» AIM OF THE TASK: Copy every one of the lines below without changing anything.
>> START RECORDS FOR PROCESSING
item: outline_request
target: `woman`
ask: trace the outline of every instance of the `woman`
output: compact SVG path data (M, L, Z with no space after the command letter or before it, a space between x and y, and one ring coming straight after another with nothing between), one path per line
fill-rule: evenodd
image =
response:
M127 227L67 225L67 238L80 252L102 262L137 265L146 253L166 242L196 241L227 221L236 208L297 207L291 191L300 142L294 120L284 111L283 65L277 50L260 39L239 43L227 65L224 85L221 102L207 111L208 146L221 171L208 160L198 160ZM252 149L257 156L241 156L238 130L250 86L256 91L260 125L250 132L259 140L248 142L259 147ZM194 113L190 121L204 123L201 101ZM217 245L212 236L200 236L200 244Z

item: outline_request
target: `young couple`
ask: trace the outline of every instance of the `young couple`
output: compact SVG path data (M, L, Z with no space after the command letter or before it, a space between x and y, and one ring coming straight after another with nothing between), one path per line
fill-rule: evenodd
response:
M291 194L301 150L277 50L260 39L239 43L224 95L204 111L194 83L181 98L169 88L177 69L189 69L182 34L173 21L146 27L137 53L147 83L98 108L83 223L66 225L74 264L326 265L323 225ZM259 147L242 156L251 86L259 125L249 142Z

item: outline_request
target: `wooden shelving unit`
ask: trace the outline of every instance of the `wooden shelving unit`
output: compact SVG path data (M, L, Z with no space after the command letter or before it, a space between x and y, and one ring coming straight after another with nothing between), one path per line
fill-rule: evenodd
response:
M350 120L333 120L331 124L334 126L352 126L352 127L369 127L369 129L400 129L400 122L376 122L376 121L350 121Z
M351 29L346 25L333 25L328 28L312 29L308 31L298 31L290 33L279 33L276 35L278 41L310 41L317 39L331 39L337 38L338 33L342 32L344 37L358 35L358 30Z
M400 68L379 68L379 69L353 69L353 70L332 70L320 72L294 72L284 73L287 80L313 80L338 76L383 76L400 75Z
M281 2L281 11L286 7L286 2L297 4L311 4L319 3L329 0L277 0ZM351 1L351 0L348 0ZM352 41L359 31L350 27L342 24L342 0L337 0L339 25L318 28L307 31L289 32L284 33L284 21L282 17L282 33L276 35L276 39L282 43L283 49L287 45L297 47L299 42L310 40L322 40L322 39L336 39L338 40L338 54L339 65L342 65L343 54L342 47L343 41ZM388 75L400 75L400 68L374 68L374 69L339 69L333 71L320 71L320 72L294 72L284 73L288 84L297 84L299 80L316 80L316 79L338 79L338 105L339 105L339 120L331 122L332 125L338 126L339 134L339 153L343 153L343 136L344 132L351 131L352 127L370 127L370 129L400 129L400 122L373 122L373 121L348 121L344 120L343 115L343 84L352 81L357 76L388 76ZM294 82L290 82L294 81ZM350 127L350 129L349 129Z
>> END RECORDS FOR PROCESSING
» EXERCISE ANSWER:
item: outline_request
target: `woman`
ask: trace the outline of every instance of the `woman`
output: compact SVG path data (M, L, Z with no space after the command letter or before it, a space between x and y, and one ring coming straight after another with nothing between), one path per line
fill-rule: evenodd
image =
response:
M127 227L67 225L67 238L80 252L102 262L137 265L146 253L166 242L196 241L227 221L236 208L297 207L291 191L300 142L294 120L284 111L283 65L277 50L260 39L239 43L227 65L224 85L221 102L207 111L208 146L221 171L208 160L198 160ZM252 149L257 156L241 156L238 130L250 86L256 91L260 125L250 132L259 140L248 142L259 147ZM194 113L190 121L204 123L201 101ZM217 245L212 236L200 236L200 244Z

item: outline_request
target: `young couple`
ask: trace the outline of every instance of the `young couple`
output: compact SVG path data (M, L, Z with no space after the command letter or before it, a space between x and y, and one ring coming straight after another with nothing between), one path per line
fill-rule: evenodd
response:
M291 194L301 150L277 50L260 39L239 43L224 95L204 111L194 83L181 98L169 88L177 69L189 69L182 34L173 21L146 27L137 53L147 83L98 108L83 223L66 225L74 264L326 265L323 225ZM259 147L242 156L251 86L259 125L249 142Z

item: outline_request
target: `wooden shelving unit`
ask: trace the outline of every instance of the `wooden shelving unit`
output: compact SVG path data (M, L, Z with no space after the command letter or before it, a space between x and y, and one ring coming straight after another with nothing between), one path per line
fill-rule: evenodd
response:
M350 120L333 120L331 124L334 126L352 126L352 127L369 127L369 129L400 129L400 122L376 122L376 121L350 121Z
M351 29L346 25L333 25L328 28L312 29L308 31L298 31L290 33L279 33L276 35L278 41L310 41L317 39L331 39L337 38L338 33L342 32L344 37L358 35L358 30Z
M400 68L379 68L379 69L353 69L353 70L332 70L320 72L294 72L284 73L287 80L313 80L338 76L383 76L400 75Z
M281 2L281 11L286 7L286 2L297 4L311 4L319 3L329 0L277 0ZM351 1L351 0L348 0ZM352 41L359 31L350 27L342 24L342 0L337 0L339 25L318 28L307 31L289 32L284 33L284 21L282 17L282 33L276 35L276 39L282 43L283 49L287 45L297 47L299 42L310 40L322 40L322 39L336 39L338 40L338 54L339 65L342 65L343 54L342 47L343 41ZM388 75L400 75L400 68L374 68L374 69L339 69L333 71L320 71L320 72L294 72L284 73L288 84L297 84L299 80L316 80L316 79L338 79L338 105L339 105L339 120L331 122L332 125L338 126L339 134L339 153L343 153L343 136L344 132L351 131L352 127L370 127L370 129L400 129L400 122L373 122L373 121L348 121L344 120L343 115L343 84L352 81L357 76L388 76ZM294 82L290 82L294 81ZM350 127L350 129L349 129Z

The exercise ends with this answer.